> [RECORDS FOR THIS EXERCISE]
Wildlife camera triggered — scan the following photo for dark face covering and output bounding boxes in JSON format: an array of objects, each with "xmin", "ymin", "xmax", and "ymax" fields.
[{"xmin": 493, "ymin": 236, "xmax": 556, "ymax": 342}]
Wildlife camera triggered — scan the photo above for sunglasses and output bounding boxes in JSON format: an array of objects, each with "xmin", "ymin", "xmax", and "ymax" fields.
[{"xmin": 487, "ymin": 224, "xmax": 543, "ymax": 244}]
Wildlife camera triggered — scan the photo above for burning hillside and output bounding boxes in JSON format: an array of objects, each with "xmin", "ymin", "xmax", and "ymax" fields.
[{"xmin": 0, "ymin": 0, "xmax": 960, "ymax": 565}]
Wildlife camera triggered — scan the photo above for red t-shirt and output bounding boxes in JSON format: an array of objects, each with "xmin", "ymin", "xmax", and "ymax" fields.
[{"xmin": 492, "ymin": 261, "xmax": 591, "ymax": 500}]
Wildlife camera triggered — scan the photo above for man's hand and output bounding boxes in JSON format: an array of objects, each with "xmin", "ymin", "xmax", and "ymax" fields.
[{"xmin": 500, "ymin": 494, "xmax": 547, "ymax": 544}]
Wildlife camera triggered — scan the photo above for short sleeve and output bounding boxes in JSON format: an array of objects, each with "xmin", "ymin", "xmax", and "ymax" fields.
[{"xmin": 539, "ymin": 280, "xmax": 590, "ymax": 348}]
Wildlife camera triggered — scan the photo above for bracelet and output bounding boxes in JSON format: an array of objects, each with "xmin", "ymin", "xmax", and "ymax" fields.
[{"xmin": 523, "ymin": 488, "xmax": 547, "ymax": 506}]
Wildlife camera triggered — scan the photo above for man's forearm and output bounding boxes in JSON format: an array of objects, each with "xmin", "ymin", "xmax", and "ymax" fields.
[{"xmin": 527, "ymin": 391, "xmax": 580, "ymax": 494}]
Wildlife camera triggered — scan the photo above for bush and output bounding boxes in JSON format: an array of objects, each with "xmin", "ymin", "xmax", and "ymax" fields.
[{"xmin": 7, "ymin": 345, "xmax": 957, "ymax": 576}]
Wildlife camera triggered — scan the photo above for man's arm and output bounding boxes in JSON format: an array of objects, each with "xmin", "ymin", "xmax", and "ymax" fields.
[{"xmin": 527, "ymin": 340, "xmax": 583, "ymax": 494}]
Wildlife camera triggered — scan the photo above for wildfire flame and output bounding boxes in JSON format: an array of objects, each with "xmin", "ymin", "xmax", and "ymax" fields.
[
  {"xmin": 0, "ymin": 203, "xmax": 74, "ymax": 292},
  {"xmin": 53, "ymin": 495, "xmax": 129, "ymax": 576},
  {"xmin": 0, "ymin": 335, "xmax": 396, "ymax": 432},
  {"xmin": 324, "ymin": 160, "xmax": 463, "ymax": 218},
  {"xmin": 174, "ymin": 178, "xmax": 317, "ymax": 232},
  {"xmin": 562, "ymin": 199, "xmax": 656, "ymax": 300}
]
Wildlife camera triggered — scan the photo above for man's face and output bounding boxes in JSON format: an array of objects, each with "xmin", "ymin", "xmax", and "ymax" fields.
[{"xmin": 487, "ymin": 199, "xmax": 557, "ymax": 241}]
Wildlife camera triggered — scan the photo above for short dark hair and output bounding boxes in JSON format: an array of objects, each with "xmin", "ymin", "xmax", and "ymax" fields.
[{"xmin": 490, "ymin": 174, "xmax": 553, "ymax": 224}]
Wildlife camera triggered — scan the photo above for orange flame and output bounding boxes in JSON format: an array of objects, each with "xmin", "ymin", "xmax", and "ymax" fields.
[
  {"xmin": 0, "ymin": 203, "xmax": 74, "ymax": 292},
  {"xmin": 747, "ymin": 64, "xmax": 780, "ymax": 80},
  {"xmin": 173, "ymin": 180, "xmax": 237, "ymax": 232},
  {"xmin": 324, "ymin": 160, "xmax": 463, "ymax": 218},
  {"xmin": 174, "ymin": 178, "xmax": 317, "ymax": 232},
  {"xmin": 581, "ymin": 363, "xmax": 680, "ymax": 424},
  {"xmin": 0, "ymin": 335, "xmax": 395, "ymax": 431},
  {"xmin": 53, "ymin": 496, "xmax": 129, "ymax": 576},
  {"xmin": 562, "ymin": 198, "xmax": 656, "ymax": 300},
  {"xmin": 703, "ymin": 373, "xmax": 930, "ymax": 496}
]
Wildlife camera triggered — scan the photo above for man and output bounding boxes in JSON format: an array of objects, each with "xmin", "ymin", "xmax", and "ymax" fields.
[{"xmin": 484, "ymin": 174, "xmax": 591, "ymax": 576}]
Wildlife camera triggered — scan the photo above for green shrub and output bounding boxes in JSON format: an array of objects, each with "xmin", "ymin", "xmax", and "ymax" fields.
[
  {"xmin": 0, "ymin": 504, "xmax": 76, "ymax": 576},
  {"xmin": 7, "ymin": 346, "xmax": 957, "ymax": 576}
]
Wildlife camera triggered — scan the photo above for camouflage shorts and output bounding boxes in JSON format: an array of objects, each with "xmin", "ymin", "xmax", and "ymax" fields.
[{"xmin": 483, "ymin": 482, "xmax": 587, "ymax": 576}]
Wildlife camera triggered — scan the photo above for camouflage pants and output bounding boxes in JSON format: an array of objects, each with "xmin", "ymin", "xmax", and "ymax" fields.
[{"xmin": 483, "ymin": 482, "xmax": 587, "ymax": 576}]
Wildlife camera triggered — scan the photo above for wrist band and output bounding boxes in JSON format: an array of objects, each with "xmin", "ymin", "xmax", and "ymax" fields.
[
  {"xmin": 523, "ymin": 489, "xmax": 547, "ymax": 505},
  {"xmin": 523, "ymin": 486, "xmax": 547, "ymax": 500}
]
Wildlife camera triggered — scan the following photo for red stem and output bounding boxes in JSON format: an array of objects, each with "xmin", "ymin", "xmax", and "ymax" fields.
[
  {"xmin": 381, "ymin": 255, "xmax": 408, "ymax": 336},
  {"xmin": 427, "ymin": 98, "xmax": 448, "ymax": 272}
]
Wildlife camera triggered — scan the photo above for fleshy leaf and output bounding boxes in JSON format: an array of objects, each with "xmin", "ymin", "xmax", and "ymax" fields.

> [PROBLEM REQUIREMENTS]
Pull out every line of the entries above that contains the word "forearm", copying each one in full. Treat the match as case-sensitive.

> [OUTPUT FOR THIS TASK]
Wildlife camera triggered — scan the photo above for man's forearm and output bounding boxes in JSON format: an array of objects, each with "xmin", "ymin", "xmax", and "ymax" fields.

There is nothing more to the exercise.